PAGE EXTRACT
Bandwidth nazi

Richard Cottrill richard_c at tpg.com.au
Thu Oct 4 20:36:00 EST 2001


I don't have a 3Gb a month limit. This is through BT Internet, not Telstra.
Here (London) there's actually competition for broadband services. While
there's actually not very much in my area (beautiful Whitechapel) the cable
TV is a real competitor to BT and they provide a complete package so that
you can completely ignore BT if you want. The cable option is slower, but
very cheap.

ADSL is still controlled by BT because they have the keys to the exchanges.
Sounds familiar...

Richard

-----Original Message-----
From: linux-admin at lists.samba.org [mailto:linux-admin at lists.samba.org]On
Behalf Of Rasjid
Sent: Thursday, October 04, 2001 11:09 AM
To: CLUG
Subject: Re: Bandwidth nazi


Antti.Roppola at brs.gov.au wrote:
>
> I believe you have a wetware problem. You could spend
> a lot of time partitioning bandwidth and still get user
> paranoia. Might be simpler to just keep load statistics
> and demonstrate the link never gets saturated anyway.

LISTING
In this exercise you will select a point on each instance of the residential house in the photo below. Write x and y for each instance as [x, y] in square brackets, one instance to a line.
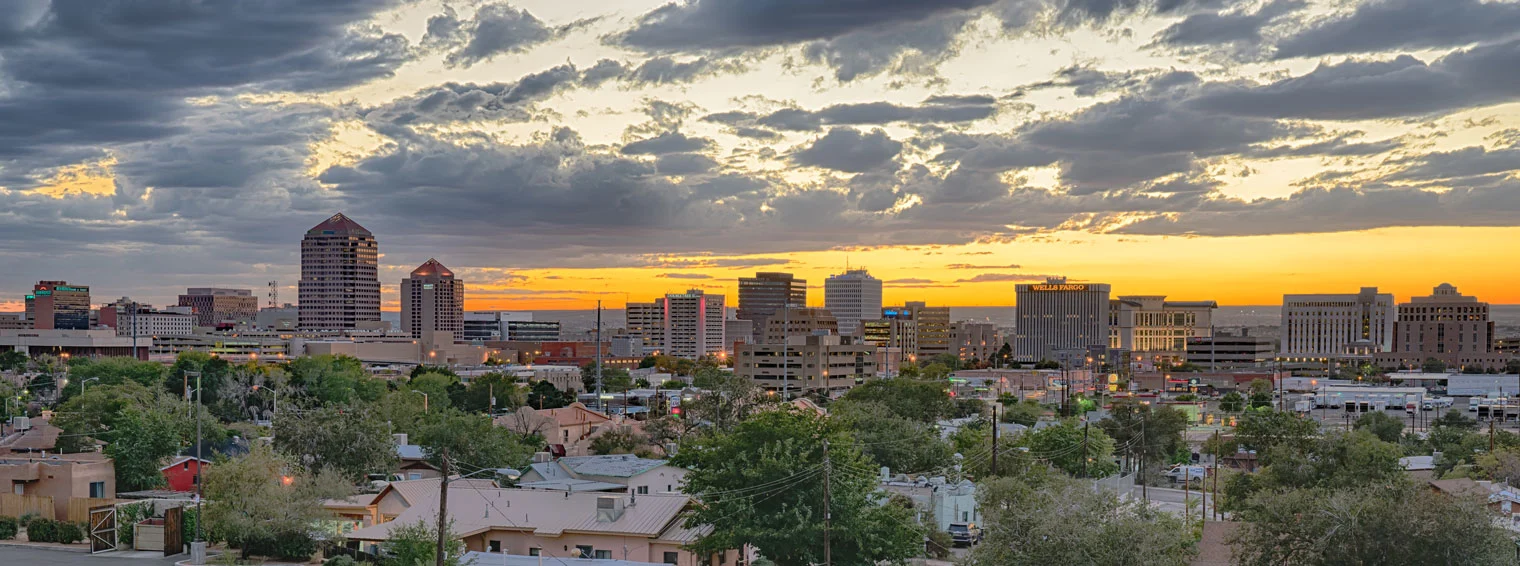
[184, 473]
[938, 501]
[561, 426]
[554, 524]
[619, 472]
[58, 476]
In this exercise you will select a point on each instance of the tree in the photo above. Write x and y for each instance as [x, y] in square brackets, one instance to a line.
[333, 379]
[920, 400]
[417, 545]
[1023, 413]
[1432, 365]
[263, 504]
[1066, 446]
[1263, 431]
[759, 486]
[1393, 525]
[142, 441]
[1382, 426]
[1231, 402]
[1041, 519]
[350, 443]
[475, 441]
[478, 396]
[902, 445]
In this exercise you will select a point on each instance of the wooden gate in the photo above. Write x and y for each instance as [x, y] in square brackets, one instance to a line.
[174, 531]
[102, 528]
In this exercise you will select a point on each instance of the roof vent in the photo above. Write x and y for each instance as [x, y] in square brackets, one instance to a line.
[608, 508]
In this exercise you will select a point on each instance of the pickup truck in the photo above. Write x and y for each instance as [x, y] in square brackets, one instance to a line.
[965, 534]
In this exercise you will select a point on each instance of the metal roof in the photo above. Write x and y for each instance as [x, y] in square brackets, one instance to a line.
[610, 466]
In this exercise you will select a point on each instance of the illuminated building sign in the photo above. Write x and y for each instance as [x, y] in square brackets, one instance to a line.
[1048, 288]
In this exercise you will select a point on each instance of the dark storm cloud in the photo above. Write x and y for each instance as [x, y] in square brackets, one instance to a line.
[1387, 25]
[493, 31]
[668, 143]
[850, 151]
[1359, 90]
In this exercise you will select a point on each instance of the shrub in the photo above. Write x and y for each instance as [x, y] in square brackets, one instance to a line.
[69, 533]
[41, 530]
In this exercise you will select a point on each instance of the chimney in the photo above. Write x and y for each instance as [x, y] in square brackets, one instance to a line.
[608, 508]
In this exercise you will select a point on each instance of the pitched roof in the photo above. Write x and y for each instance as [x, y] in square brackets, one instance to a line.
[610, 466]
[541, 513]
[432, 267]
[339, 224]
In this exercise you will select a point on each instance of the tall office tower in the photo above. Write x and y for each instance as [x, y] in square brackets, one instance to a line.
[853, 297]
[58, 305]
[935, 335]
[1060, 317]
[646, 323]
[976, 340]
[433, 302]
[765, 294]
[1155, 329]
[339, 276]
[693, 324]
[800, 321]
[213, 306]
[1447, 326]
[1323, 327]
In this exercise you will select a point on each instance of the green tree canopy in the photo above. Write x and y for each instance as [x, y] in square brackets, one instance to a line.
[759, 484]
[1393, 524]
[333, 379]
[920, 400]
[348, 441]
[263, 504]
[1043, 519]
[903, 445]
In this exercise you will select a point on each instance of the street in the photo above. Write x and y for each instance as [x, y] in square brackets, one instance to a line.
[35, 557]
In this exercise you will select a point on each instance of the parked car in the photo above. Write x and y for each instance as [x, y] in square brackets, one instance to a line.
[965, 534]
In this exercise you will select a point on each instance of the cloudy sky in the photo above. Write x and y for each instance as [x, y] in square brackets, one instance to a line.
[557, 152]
* * *
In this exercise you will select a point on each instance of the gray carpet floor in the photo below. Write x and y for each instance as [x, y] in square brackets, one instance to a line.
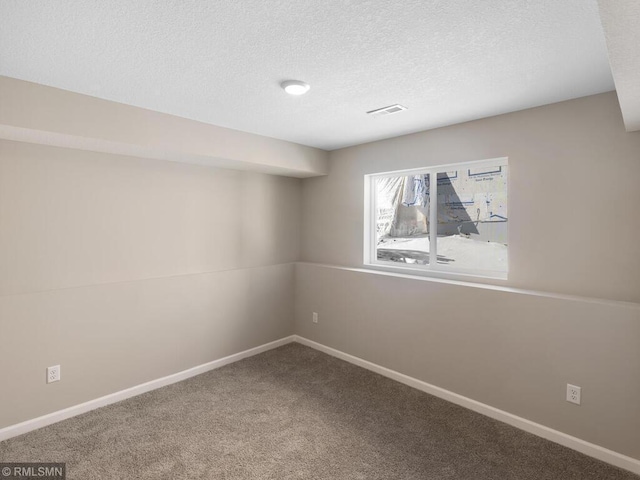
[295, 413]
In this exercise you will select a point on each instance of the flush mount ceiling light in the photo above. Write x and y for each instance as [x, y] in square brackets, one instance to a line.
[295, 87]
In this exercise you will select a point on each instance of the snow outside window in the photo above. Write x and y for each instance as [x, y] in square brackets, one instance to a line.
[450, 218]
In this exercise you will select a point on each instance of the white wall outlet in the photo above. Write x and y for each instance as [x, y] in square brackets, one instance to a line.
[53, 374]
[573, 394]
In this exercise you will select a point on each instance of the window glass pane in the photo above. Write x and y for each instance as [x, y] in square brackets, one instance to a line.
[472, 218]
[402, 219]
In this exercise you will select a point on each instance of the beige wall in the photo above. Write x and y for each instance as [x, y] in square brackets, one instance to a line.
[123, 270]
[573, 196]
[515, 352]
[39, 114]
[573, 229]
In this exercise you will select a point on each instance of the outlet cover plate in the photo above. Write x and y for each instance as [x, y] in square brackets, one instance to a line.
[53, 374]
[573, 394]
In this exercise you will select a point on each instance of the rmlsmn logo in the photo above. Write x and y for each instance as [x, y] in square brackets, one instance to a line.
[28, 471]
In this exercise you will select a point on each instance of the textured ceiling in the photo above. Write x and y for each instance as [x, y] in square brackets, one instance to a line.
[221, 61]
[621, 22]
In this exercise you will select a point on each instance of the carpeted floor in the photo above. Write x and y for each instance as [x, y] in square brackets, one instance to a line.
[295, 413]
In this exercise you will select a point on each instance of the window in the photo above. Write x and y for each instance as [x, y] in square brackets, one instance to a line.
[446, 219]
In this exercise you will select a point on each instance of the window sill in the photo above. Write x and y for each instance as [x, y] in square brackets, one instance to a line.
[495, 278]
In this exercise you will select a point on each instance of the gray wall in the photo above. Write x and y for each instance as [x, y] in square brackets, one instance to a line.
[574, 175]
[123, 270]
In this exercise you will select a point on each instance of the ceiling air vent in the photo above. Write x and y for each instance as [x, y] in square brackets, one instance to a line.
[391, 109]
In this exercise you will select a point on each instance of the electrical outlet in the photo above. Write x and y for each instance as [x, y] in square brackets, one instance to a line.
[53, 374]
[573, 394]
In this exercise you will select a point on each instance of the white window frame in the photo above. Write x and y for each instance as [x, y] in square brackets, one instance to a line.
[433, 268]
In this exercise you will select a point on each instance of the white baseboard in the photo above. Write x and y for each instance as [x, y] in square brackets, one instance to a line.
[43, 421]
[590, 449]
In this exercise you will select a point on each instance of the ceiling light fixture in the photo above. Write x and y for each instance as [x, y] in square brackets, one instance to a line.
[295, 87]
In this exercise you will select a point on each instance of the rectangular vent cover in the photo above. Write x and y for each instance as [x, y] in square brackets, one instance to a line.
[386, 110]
==
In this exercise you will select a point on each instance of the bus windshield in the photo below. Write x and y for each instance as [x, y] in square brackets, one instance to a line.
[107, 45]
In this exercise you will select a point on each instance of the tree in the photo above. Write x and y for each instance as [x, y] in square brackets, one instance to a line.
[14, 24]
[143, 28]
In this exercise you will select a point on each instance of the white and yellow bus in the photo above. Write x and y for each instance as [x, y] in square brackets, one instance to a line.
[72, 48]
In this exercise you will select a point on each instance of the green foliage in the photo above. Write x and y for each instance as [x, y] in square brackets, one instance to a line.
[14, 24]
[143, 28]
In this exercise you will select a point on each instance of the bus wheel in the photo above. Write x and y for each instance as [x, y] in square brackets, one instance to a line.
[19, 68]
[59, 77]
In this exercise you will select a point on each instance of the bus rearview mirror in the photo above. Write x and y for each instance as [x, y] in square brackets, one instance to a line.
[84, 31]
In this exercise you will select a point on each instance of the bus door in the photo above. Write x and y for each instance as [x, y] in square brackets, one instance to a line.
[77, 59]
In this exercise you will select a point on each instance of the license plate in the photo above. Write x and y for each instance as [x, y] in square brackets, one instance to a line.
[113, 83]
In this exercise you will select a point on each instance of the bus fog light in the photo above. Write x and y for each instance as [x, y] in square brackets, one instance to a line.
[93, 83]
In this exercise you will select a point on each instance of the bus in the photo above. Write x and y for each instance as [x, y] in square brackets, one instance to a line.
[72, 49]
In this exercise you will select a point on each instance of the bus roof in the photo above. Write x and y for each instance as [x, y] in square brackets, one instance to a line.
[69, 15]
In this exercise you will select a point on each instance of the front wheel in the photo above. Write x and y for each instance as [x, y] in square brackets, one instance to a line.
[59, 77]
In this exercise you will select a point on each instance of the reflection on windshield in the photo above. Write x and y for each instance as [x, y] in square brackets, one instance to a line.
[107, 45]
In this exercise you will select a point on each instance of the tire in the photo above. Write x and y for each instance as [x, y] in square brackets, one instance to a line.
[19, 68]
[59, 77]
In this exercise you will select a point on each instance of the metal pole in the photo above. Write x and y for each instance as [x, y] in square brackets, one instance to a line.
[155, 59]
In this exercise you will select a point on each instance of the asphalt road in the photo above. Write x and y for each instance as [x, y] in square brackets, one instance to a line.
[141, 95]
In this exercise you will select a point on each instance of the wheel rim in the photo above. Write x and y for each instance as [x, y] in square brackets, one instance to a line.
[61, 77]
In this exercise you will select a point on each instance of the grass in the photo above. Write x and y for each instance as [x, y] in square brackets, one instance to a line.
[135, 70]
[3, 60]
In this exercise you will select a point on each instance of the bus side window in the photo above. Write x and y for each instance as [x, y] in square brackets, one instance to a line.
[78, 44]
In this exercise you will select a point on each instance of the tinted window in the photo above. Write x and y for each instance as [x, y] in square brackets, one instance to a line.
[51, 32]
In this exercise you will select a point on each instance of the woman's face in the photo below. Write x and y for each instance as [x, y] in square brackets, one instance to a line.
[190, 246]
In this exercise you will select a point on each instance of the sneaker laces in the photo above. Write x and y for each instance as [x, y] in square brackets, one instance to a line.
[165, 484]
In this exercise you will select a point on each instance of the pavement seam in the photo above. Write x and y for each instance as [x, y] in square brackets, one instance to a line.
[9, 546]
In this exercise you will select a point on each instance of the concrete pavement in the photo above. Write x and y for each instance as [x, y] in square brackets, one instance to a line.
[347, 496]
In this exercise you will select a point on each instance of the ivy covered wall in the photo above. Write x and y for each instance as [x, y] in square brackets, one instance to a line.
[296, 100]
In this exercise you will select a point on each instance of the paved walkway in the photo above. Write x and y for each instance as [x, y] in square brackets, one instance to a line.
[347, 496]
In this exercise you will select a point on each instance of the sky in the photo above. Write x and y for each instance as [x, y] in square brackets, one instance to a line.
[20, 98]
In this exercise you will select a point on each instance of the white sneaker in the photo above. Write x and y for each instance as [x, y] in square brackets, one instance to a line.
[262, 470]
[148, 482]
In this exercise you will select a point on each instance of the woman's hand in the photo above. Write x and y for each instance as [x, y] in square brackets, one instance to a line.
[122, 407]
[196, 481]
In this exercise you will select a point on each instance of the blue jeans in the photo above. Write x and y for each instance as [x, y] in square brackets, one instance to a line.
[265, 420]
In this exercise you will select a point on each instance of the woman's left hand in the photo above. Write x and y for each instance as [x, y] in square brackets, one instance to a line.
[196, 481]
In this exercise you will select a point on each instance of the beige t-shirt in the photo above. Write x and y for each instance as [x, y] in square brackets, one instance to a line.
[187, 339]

STATED EXERCISE
Reproduce the broadband mailing-list post above word for word, between "Here (London) there's" and "Sounds familiar...", inclusive.

TASK RESPONSE
Here (London) there's actually competition for broadband services. While
there's actually not very much in my area (beautiful Whitechapel) the cable
TV is a real competitor to BT and they provide a complete package so that
you can completely ignore BT if you want. The cable option is slower, but
very cheap.

ADSL is still controlled by BT because they have the keys to the exchanges.
Sounds familiar...